### Stated exercise
Copy each of the following rows verbatim, leaving every line unchanged.

### Data listing
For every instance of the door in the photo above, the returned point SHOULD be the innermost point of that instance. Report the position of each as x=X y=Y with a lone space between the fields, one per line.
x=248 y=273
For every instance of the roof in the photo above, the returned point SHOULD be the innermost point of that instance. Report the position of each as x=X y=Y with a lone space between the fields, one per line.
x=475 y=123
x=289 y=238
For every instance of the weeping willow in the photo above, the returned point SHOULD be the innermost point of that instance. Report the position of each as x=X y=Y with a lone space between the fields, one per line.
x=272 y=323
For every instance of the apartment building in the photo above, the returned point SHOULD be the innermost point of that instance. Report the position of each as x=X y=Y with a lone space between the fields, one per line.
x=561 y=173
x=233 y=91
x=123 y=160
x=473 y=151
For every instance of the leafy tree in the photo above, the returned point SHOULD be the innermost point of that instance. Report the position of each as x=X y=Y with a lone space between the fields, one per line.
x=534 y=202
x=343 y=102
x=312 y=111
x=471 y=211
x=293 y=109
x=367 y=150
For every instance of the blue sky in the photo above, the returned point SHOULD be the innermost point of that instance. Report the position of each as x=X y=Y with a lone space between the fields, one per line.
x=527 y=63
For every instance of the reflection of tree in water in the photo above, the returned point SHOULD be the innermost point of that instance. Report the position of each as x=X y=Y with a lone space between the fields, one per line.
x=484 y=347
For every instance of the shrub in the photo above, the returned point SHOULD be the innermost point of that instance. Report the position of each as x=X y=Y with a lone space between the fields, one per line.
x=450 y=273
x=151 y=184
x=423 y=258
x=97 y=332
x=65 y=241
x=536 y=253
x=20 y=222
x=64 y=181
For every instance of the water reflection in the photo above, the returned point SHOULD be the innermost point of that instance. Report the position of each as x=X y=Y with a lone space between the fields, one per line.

### Solution
For every instance of the door in the photo above, the returned point SHOULD be the innermost point of that instance. Report the position of each as x=X y=Y with a lone space between the fields, one per line.
x=248 y=273
For every instance of the roof in the photo above, the returned point SHOULD be the innermost point of that instance. Report the position of each as x=X y=Y with a lone space between the fields, one per line.
x=475 y=123
x=289 y=238
For every instance of the weeping willow in the photo above, the returned point SHOULD be the innermost point of that instance. Report the position of each as x=X y=Y with a lone space between the fields, one per line.
x=272 y=323
For every instance of the apartment building in the photo above, the returned point SHOULD be the innermost point of that instance. Report the position of each as x=X y=Y with a lone space between the fields, one per line.
x=561 y=173
x=233 y=91
x=123 y=160
x=473 y=151
For every instance of the leafy tree in the photo above, the returned point SHOULD be the innermost point of that instance. Report the position of each as x=X y=Y with a lone space between the fields, one per line.
x=534 y=202
x=343 y=102
x=312 y=111
x=471 y=211
x=293 y=109
x=367 y=150
For every instance of the blue sky in the photo above, the returned point SHOULD be the innermost point of that instance. Report the position of each as x=X y=Y with a lone space between the fields, one per line.
x=527 y=63
For every instance of the reflection of tree in water in the photo above, the returned point SHOULD be the innermost point of that instance. Report the position of each as x=X y=Y with a lone space between the fields, one per line.
x=484 y=347
For every instance of the shrub in the photo above, the returned point SHOULD be the innermost point of that instance. Report the position of each as x=X y=Y with a lone space between the fields, one per line.
x=450 y=273
x=151 y=184
x=423 y=258
x=97 y=332
x=65 y=241
x=536 y=253
x=20 y=222
x=64 y=181
For every instance of the water reflection in the photo above, the returned point SHOULD be the innermost point of that instance. Report the position of each as x=X y=Y with a lone space between the fields, one per line.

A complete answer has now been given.